━━━ DATA LINES ━━━

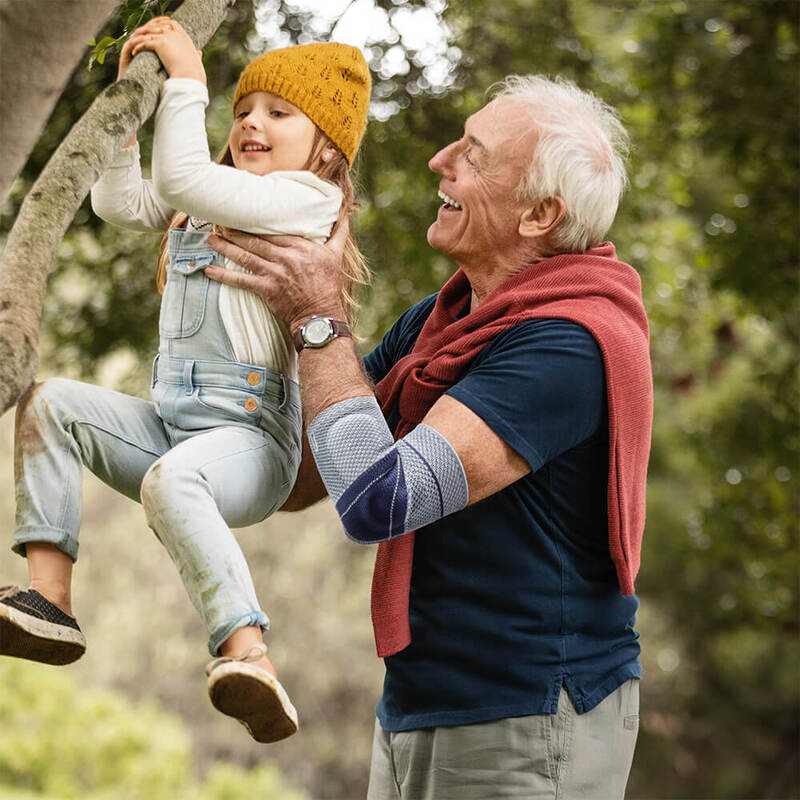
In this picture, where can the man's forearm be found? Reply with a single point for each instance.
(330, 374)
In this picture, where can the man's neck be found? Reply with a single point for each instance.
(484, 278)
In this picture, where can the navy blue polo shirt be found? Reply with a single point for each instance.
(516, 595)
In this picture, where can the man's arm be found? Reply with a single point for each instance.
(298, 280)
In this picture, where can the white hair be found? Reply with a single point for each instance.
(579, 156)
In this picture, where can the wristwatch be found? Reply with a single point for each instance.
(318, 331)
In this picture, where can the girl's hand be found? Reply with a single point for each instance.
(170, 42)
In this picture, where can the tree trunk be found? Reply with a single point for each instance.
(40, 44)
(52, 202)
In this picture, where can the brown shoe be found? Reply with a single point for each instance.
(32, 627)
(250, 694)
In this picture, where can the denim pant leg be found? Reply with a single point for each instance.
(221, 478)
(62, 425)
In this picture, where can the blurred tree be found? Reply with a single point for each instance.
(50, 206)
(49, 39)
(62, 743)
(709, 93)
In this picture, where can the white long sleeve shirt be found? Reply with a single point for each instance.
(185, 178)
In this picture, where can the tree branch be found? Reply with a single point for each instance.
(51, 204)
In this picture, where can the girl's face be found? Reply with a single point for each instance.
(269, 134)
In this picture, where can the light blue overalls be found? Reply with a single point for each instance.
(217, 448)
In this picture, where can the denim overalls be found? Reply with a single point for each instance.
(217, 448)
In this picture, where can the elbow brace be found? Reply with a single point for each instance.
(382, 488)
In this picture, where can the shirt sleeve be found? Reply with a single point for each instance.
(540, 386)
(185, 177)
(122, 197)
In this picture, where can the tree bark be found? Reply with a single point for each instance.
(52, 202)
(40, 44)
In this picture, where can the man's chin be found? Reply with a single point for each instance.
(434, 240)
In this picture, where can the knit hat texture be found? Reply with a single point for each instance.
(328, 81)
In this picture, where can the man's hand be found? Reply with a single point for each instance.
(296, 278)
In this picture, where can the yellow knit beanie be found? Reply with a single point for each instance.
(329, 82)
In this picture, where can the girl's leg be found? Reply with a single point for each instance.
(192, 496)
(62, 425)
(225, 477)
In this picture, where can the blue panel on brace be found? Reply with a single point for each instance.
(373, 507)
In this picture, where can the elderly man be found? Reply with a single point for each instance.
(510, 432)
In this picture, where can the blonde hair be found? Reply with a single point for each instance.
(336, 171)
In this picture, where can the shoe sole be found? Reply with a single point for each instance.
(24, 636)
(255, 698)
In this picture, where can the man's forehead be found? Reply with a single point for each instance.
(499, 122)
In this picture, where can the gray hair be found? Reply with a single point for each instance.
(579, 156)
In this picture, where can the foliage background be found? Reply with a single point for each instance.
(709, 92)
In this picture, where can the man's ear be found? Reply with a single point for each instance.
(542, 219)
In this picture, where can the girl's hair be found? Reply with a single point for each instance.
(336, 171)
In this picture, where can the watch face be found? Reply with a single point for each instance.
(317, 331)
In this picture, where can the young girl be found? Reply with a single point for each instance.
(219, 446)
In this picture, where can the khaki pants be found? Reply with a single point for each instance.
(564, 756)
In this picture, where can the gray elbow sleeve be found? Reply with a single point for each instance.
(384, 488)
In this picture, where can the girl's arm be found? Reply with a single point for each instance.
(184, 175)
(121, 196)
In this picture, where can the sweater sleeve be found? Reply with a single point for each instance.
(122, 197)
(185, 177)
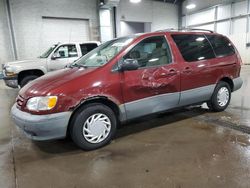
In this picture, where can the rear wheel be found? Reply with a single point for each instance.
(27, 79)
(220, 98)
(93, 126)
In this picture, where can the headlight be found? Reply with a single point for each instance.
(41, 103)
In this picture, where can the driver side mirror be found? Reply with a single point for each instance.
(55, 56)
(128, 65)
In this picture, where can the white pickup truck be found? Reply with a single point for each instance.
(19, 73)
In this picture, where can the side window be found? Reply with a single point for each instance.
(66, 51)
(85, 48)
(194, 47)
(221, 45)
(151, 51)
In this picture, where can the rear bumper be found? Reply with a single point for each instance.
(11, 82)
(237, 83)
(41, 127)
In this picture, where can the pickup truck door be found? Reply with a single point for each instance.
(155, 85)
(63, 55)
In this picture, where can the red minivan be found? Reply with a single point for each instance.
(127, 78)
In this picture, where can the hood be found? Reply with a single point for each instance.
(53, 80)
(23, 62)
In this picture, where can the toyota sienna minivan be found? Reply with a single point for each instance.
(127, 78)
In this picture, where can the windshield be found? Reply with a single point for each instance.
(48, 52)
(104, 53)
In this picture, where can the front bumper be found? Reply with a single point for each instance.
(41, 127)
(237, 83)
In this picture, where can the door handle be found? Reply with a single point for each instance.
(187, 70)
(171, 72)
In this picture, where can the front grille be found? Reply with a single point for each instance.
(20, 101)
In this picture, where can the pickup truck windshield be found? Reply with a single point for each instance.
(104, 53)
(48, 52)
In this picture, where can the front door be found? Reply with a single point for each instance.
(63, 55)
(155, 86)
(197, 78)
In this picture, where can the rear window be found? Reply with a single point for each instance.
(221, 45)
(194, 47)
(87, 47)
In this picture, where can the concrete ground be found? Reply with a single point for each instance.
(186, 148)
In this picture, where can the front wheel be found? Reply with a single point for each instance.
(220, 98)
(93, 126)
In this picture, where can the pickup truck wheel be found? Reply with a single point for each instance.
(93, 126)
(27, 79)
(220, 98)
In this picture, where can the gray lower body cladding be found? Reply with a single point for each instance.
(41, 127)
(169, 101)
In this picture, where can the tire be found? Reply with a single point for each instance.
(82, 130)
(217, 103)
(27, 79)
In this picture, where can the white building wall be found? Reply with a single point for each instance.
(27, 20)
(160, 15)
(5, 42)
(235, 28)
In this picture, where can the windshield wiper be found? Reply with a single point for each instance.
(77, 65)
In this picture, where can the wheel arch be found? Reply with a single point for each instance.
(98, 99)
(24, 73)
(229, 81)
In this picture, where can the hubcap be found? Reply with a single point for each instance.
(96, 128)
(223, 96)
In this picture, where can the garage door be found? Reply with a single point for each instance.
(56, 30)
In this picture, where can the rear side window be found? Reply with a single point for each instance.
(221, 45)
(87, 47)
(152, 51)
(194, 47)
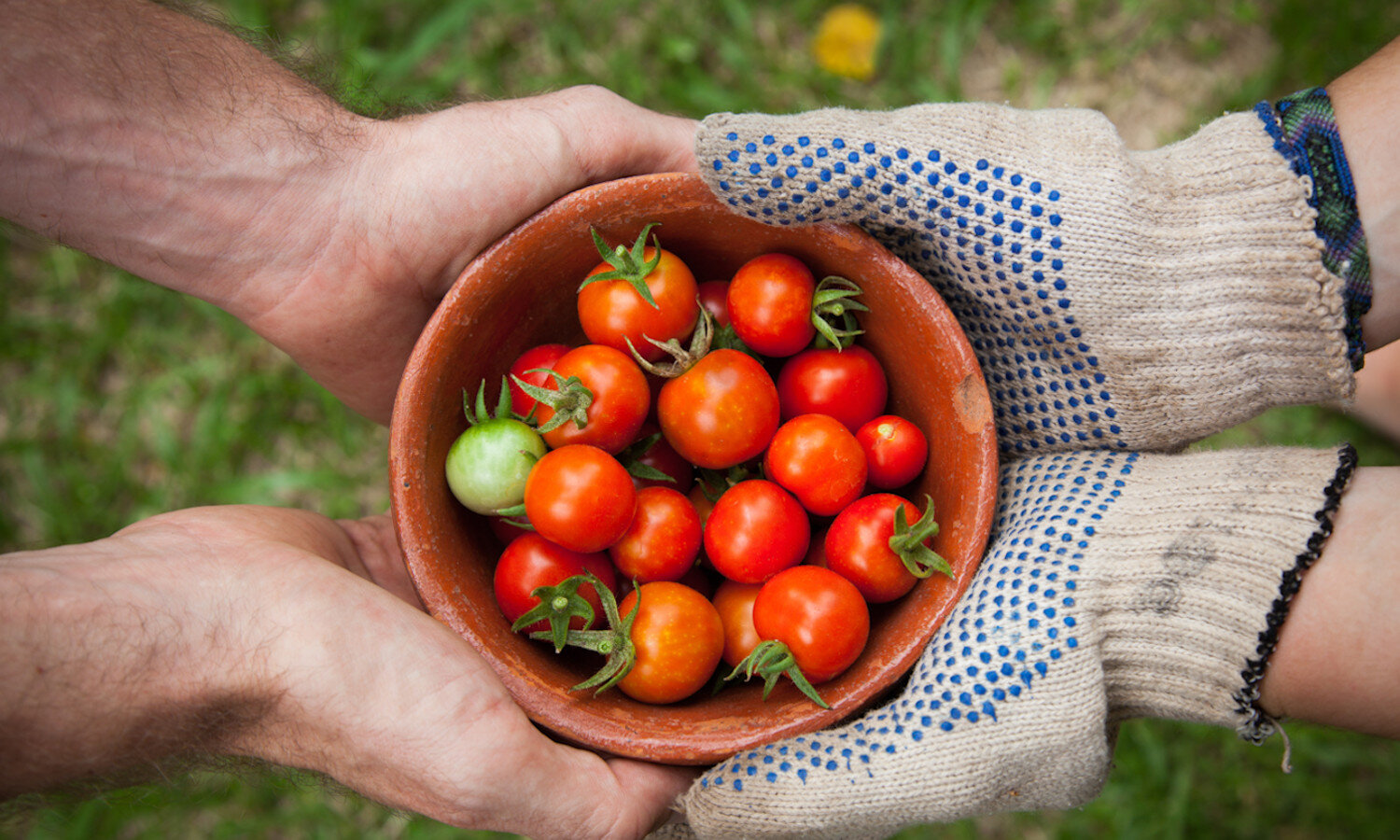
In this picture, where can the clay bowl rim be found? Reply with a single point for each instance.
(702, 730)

━━━
━━━ DATA LINES ━━━

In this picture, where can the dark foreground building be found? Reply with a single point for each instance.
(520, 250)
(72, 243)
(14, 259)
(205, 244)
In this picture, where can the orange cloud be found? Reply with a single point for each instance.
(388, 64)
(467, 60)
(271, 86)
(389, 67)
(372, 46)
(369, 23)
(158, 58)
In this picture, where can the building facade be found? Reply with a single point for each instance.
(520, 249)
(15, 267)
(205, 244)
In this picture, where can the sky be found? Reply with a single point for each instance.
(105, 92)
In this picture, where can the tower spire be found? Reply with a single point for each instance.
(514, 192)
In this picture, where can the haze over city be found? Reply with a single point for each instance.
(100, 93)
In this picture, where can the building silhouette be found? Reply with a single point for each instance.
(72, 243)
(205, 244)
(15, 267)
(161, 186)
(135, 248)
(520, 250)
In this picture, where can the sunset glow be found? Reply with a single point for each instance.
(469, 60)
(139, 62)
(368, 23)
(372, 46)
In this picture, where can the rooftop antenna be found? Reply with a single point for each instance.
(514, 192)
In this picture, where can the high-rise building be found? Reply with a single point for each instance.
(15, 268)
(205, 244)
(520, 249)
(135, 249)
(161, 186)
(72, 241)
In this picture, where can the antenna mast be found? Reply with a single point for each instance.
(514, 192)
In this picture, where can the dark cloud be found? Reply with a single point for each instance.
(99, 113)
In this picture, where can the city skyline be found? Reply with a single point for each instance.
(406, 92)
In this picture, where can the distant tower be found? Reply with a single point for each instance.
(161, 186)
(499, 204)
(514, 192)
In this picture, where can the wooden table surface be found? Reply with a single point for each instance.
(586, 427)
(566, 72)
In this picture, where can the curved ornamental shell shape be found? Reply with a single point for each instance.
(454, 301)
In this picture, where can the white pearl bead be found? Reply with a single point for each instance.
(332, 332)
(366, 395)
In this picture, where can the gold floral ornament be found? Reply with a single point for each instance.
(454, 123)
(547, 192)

━━━

EXERCISE BRIEF:
Extract every line of the records that contains the string "brace" and copy each such line in full.

RESULT BELOW:
In this picture, where can the elbow brace be found? Reply with a single point for each instance.
In this picture, where can the blue panel on brace be found? Reply with a single point for each instance.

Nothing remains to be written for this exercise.